_Aim of the task:_ Nothing but the lines from the one containing "the bicycle wheel." through the final line of the data should be repeated, and each must be exact.

Collection entries:
· · · · · · ·
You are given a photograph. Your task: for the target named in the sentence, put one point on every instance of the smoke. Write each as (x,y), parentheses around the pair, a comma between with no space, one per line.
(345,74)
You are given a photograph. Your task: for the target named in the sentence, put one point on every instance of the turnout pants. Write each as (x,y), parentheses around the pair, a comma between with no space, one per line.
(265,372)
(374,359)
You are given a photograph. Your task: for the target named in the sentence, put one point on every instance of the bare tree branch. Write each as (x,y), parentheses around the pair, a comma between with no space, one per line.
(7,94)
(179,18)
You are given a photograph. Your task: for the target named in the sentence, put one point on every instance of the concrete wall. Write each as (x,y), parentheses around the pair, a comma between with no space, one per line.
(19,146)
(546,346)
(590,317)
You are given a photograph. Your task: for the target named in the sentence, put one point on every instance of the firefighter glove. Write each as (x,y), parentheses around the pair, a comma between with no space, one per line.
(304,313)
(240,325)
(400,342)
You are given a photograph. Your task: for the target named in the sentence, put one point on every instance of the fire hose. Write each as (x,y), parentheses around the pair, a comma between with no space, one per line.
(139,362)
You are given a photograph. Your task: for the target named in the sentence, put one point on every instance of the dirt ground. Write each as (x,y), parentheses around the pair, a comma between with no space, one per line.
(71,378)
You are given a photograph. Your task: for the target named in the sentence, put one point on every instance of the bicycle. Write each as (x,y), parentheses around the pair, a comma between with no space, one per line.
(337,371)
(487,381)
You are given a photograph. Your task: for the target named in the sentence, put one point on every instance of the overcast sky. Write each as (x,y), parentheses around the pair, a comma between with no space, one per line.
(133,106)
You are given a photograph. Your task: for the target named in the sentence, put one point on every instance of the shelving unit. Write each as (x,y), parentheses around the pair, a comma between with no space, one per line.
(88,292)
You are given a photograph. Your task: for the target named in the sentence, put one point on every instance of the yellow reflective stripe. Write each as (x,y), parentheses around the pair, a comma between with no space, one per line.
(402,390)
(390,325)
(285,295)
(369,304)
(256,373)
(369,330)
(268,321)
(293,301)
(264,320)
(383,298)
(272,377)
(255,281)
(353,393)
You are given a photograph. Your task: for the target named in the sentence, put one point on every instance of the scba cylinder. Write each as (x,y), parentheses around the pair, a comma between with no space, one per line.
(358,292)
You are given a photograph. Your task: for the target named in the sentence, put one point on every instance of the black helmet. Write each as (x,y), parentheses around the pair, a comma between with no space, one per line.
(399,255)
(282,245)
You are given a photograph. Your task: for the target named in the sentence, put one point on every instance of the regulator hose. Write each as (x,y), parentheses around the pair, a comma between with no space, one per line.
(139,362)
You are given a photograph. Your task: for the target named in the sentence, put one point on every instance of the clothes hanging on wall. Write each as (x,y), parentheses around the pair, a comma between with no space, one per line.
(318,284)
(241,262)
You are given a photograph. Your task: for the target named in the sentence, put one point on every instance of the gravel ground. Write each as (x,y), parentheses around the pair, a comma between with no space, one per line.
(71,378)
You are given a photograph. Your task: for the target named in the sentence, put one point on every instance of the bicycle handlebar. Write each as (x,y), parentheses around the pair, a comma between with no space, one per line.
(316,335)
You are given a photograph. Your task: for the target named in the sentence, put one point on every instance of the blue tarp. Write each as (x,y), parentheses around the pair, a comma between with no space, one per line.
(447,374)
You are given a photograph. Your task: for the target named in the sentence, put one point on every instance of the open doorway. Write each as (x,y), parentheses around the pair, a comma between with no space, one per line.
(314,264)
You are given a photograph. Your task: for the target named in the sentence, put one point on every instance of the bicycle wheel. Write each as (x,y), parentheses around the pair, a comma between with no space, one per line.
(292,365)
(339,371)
· · · · · · ·
_Finished exercise:_
You are given a photograph. Your task: for the target named in the sentence, put one point on every instance of the bicycle wheel. Write each as (x,y), parentheses around the pair, a comma between with no space, one per line.
(292,365)
(339,371)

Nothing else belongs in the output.